INSTRUCTIONS FOR THE TASK: From the line containing "The resolver MUST return, for each instance of the sidewalk" down to the last line of the material, return those lines verbatim and only those.
+===+
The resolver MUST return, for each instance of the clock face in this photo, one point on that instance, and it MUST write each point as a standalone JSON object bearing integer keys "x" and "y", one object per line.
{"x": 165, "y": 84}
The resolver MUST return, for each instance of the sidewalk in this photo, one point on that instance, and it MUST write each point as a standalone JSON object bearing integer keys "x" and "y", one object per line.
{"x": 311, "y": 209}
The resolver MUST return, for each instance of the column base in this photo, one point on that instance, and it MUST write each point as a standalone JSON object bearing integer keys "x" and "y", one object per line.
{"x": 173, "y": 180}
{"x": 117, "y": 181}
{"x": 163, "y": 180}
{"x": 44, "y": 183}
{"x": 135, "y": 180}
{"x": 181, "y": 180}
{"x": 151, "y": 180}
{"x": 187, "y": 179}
+===+
WRITTEN ANSWER:
The resolver MUST return, for each instance of the sidewalk in this photo, one point on that instance, and it MUST write each point as a standalone JSON object bearing integer keys "x" and "y", one object per line.
{"x": 311, "y": 209}
The resolver MUST return, for each instance of the column base in this photo, one point on that instance, and it MUST write each point as a standalone JSON object bearing integer keys "x" and "y", one object per line.
{"x": 173, "y": 180}
{"x": 117, "y": 181}
{"x": 163, "y": 180}
{"x": 44, "y": 183}
{"x": 135, "y": 180}
{"x": 181, "y": 180}
{"x": 151, "y": 180}
{"x": 187, "y": 179}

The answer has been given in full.